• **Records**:
## BEGIN

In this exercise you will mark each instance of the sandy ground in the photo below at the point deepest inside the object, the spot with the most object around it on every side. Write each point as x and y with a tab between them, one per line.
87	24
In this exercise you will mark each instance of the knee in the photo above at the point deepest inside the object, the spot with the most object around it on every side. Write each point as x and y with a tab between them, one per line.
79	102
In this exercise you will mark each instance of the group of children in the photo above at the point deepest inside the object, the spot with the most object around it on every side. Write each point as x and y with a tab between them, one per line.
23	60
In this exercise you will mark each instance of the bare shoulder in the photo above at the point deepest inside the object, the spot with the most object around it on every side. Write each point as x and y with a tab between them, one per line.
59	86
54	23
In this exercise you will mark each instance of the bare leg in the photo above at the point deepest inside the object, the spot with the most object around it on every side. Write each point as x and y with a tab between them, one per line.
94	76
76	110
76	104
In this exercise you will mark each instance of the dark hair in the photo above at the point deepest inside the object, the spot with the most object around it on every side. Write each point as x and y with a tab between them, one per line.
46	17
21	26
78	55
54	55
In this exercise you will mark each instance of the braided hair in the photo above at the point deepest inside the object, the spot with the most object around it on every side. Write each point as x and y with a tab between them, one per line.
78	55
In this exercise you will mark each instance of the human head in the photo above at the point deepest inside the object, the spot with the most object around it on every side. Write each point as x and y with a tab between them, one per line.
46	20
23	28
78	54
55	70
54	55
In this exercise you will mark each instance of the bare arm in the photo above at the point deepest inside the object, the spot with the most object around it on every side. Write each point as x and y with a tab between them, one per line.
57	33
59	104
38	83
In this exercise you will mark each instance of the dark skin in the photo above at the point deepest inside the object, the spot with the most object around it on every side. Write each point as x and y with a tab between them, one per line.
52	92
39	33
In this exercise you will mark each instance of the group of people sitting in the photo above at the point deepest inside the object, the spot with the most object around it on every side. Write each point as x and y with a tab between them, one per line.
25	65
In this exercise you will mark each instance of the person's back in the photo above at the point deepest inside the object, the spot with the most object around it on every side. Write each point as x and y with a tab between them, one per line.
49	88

## END

• **WHAT THIS TASK INVOLVES**: Only the lines from the one holding "group of people" through the end of the listing should be given again, exactly and with both ends included.

• **EXERCISE OUTPUT**:
In this exercise you will mark each instance of the group of people sitting in the photo above at the point deepest inside the object, the spot with the most object around it on every side. Write each point as x and y with a tab between them, one per line.
25	65
In this exercise you will mark each instance of the person's back in the photo above at the point deepest inside the object, the spot with the most object around it on every side. Write each point as x and y with a tab between them, one per line.
49	88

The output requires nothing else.